-- WORK REQUIRED --
Leave out every picture, then transcribe the rest of the listing exactly.

-- RECORDS PROVIDED --
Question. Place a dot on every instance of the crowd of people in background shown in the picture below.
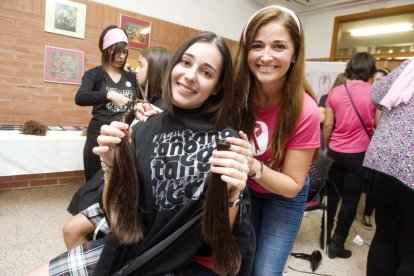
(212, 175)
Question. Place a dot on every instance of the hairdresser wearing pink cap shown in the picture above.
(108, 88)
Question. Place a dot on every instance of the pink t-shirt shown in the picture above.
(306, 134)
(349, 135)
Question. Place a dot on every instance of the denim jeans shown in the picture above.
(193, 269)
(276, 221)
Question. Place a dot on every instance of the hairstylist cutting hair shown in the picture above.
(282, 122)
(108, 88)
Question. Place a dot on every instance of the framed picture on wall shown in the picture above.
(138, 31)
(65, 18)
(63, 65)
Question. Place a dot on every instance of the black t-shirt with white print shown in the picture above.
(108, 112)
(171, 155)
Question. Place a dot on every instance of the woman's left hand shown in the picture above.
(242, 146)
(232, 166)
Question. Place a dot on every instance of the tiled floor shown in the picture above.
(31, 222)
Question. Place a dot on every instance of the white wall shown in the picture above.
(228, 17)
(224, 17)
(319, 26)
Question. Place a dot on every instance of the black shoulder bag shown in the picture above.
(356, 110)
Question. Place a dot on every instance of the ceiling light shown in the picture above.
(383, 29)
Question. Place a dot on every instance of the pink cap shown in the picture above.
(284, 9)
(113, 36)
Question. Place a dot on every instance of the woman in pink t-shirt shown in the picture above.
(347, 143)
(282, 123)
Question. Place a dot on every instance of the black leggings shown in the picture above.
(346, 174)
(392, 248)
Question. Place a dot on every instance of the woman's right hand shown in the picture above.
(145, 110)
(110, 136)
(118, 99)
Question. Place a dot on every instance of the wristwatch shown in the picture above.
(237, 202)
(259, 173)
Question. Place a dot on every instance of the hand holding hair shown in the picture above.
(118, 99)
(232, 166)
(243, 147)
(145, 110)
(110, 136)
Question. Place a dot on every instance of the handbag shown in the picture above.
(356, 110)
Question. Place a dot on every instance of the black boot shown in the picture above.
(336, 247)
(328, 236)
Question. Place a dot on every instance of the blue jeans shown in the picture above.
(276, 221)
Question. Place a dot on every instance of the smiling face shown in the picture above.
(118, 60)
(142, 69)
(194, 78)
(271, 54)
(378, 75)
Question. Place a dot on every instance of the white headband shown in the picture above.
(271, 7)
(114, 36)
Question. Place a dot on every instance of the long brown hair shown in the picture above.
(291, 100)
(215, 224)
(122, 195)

-- RESPONSE TO THE EXERCISE --
Question. Place a dot on every instance of the crowd of people in background shown in the picture below.
(212, 175)
Question. Place a dot on every instance of the hairdresser wearing pink cap shown in the picture above.
(108, 88)
Question. Place a dot on every instance of the pink t-shirt shown in the picture above.
(306, 134)
(349, 135)
Question. Place a dot on every instance of the denim jeans shown in the picture above.
(193, 269)
(276, 221)
Question. Place a dot on every instance of the hairstylist cutting hair shown in the picture above.
(282, 122)
(108, 88)
Question. Place a dot on every instance of the framed picture on wall shown in the picture above.
(138, 31)
(65, 18)
(63, 65)
Question. Place a dot on every instance of the black t-shirt with white print shown in the picture above.
(108, 112)
(171, 155)
Question. Place a dot on every instance of the woman's left hand shown in the picture above.
(242, 146)
(232, 166)
Question. Place a dot on every instance of the tiled floor shown in the picture above.
(31, 222)
Question. Place a dot on every instance of the white wall shown in the picture above.
(228, 17)
(224, 17)
(319, 26)
Question. Place a dot on every instance of the black shoulder bag shown in the picture above.
(356, 110)
Question. Place a dot on every instance of the ceiling light shown in the picture above.
(383, 29)
Question. Place a dot on every instance of the pink cap shown in the picture above.
(284, 9)
(113, 36)
Question. Place a dot on every instance of the woman in pink t-shirt shown in the picture above.
(347, 143)
(282, 123)
Question. Place a dot on every instance of the black leggings shown in the picture above.
(346, 174)
(392, 248)
Question. Place a dot on every instance of the woman's right hand shown in the picture above.
(145, 110)
(110, 136)
(118, 99)
Question. Place a dot on every instance of the wristwatch shown in the picture above.
(237, 202)
(259, 173)
Question. Place a dot on every instance of the hand holding hair shown in the picture above.
(118, 99)
(232, 166)
(243, 147)
(145, 110)
(110, 136)
Question. Place a dot on every instance of the handbag shown in the picture above.
(356, 110)
Question. Place a dot on every instance of the black boot shown in the picture above.
(336, 247)
(328, 236)
Question. Place a dot on every instance of the blue jeans shown in the picture above.
(276, 221)
Question. Place a dot on every instance of the smiling face shown in the picture above.
(118, 60)
(142, 69)
(194, 78)
(271, 54)
(378, 75)
Question. Place a dot on every instance of the white headband shown in the picture above.
(271, 7)
(114, 36)
Question. Place a dot on every instance of the long brown hair shown in the picture above.
(291, 100)
(215, 224)
(122, 195)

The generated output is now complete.